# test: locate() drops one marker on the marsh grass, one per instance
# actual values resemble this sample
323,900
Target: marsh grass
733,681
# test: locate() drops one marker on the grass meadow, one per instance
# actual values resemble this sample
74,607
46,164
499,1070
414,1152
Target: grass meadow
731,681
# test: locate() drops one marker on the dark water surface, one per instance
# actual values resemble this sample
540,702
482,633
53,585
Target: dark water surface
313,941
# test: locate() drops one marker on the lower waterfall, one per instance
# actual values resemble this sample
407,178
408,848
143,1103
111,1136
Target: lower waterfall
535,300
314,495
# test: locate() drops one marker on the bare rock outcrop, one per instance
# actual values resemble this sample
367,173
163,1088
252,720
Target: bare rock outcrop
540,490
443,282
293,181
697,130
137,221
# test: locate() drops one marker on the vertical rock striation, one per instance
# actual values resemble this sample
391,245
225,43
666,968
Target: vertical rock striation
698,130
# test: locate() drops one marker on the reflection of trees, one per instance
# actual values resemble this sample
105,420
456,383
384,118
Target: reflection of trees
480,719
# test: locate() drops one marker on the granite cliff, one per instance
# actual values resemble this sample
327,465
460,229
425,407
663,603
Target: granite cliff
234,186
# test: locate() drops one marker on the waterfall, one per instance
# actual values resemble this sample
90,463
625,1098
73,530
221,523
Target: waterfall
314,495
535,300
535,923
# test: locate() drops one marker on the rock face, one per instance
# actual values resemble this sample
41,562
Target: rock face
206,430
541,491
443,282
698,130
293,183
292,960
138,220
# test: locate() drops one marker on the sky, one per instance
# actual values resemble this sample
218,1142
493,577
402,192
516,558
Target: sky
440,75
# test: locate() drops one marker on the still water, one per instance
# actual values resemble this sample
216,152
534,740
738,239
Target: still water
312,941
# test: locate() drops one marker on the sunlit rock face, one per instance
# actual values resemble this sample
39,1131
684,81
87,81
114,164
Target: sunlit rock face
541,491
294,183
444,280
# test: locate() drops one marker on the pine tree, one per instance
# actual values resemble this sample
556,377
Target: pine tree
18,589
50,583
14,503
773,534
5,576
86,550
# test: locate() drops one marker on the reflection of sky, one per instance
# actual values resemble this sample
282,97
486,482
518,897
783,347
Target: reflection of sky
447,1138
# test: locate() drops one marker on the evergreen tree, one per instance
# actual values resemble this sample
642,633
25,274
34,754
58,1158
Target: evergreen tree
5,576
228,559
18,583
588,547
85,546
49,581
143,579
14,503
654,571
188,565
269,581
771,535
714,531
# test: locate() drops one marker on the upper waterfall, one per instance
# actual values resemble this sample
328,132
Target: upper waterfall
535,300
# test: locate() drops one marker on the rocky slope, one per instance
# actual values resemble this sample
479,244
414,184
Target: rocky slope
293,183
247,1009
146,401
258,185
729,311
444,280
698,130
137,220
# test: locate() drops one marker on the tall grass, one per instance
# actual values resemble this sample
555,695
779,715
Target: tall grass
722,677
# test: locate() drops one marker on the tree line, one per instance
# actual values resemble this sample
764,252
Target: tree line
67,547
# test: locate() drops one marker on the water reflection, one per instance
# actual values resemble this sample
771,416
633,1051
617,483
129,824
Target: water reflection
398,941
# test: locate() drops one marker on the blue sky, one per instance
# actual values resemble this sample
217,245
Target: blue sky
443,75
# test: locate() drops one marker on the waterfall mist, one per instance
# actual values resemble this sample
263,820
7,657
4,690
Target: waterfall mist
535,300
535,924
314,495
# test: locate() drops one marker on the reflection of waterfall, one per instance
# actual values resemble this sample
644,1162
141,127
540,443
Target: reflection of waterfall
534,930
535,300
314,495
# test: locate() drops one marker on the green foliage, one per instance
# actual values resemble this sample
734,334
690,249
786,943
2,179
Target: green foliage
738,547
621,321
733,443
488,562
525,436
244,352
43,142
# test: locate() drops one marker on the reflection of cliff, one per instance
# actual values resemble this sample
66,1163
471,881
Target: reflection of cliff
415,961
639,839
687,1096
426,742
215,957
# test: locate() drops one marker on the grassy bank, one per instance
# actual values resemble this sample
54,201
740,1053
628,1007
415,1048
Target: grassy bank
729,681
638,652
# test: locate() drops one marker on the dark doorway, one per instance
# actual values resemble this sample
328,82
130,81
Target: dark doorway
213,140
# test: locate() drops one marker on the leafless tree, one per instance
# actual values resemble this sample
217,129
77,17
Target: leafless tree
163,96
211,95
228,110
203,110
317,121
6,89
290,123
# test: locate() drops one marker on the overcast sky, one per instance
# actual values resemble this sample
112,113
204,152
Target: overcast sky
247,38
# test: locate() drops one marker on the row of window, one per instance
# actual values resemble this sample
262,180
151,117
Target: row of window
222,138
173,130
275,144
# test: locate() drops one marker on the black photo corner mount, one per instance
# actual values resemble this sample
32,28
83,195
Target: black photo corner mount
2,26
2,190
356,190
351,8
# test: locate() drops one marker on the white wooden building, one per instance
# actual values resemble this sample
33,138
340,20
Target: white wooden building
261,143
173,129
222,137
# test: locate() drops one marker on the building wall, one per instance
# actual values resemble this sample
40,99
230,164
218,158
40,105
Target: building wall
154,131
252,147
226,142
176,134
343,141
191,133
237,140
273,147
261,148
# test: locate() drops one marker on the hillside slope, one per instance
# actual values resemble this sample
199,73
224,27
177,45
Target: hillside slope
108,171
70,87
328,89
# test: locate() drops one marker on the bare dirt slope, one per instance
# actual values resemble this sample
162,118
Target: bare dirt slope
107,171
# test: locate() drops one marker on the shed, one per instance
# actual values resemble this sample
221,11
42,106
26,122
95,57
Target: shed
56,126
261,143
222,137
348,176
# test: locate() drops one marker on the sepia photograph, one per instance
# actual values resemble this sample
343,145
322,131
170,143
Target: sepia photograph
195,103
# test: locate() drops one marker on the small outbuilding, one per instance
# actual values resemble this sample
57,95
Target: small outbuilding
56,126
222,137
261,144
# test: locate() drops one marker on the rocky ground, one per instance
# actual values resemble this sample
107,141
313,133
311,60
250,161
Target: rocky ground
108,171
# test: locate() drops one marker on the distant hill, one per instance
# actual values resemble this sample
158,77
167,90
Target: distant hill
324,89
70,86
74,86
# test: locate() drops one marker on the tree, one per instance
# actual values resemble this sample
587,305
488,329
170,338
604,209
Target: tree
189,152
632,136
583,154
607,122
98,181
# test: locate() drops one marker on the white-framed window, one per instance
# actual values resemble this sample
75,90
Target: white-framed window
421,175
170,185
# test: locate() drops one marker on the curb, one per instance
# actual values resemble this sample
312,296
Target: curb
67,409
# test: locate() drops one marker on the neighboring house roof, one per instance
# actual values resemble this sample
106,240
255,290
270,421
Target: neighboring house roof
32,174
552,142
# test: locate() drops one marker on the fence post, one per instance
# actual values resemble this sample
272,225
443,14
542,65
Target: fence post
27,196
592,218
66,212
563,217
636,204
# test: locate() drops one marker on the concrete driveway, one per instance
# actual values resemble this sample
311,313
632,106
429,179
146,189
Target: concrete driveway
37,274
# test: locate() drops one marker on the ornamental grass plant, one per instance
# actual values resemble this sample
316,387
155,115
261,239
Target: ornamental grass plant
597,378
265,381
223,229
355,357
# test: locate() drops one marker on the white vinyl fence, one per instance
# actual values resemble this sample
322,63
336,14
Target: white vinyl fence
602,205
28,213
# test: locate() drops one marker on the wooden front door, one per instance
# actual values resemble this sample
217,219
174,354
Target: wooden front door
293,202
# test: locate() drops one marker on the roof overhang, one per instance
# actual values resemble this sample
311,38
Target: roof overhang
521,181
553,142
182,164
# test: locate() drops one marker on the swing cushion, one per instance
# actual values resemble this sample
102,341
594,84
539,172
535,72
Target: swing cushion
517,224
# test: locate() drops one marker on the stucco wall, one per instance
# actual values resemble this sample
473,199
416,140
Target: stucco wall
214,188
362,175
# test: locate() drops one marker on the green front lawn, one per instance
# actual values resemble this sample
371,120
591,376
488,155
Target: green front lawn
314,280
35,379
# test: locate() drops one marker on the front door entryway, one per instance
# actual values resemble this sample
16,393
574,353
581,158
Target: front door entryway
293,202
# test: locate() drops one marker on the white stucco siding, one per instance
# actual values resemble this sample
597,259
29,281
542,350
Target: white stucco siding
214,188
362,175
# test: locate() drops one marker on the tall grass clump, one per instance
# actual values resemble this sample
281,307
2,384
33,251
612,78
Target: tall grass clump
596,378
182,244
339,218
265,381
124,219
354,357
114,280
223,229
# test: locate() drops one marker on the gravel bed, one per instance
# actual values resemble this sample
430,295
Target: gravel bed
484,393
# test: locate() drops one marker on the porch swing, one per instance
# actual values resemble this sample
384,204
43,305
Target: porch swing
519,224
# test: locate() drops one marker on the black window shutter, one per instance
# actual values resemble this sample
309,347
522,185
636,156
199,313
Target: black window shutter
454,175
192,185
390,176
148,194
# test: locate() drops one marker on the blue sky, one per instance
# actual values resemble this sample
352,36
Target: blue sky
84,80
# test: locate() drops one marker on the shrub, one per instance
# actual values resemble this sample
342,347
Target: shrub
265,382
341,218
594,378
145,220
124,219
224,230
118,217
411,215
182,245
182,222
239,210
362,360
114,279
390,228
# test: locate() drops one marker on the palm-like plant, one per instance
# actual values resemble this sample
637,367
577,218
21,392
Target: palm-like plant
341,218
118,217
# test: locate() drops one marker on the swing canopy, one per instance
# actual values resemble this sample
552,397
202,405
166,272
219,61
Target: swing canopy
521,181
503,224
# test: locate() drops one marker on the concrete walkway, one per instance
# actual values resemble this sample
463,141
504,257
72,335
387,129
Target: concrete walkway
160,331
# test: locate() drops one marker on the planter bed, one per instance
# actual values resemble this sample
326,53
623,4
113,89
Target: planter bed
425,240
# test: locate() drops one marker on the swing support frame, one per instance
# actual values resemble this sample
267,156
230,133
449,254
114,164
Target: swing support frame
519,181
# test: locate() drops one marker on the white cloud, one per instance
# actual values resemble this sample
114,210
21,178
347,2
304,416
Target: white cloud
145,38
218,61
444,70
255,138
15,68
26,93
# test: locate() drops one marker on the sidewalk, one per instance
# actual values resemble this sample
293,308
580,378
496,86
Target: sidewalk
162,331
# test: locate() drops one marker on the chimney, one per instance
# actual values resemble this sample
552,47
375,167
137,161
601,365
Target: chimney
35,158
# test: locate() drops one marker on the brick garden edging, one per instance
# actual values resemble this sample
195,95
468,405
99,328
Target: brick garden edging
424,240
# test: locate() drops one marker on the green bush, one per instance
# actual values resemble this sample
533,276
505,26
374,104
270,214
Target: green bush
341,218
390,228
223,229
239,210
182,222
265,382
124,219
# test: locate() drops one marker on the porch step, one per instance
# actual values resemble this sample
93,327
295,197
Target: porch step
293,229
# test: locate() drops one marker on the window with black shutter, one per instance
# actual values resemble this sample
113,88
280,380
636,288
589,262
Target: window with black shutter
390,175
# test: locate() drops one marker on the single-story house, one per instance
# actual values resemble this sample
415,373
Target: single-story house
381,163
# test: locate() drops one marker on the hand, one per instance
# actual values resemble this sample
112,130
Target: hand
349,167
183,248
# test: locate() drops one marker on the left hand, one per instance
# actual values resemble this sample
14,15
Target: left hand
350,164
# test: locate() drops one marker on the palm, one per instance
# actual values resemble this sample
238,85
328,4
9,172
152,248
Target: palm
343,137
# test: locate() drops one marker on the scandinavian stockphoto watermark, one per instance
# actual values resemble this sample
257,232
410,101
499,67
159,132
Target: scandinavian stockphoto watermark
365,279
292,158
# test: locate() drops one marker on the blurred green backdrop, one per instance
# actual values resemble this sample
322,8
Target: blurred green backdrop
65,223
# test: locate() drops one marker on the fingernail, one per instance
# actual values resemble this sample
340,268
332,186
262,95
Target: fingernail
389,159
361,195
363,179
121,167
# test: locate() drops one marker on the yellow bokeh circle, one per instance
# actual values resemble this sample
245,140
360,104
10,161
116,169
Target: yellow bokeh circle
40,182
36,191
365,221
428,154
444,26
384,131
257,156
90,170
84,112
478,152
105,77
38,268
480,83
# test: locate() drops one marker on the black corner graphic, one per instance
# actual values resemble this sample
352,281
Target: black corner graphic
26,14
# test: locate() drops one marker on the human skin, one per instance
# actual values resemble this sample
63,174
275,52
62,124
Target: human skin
# # # # #
Written instruction → Quote only the lines from the line containing "# test: locate() drops one marker on the hand, one" through the end of the listing, please, keeping both the first and the last line.

Correct response →
# test: locate() drops one marker on the hand, one per instance
# actual values resemble this sample
112,130
Target: hand
349,167
183,248
# test: locate() drops one marker on the left hand, one per instance
# actual values resemble this sample
14,15
Target: left hand
350,164
# test: locate() drops one marker on the palm, one per instance
# actual values resemble this sample
238,85
328,4
9,172
152,248
Target: palm
343,137
# test: locate() drops one marker on the scandinavian stockphoto watermark, one per instance
# actual values resemble this sample
257,232
410,101
499,67
159,132
Target: scandinavian stockphoto watermark
365,279
292,158
# test: locate() drops one marker on the blurred green backdrop, one per instance
# actual values resemble this sample
322,8
Target: blurred green backdrop
65,223
# test: locate() drops one marker on the fingernail, one per instance
# actual values resemble this sample
340,268
332,186
262,95
Target: fingernail
389,159
361,195
363,179
121,167
# test: locate() drops one marker on the yellow bokeh circle, one per instance
# actual values resemble this sample
245,140
360,104
10,161
116,169
Target: yellow bokeh circle
40,182
36,191
365,221
428,154
444,26
384,131
257,156
90,170
84,112
478,152
105,77
38,268
480,83
# test: locate() drops one marker on the black corner graphic, one per instance
# actual values resemble this sample
352,281
Target: black corner graphic
26,14
# test: locate() drops one marker on the human skin, one per instance
# actual values resemble this sample
63,174
275,52
62,124
Target: human skin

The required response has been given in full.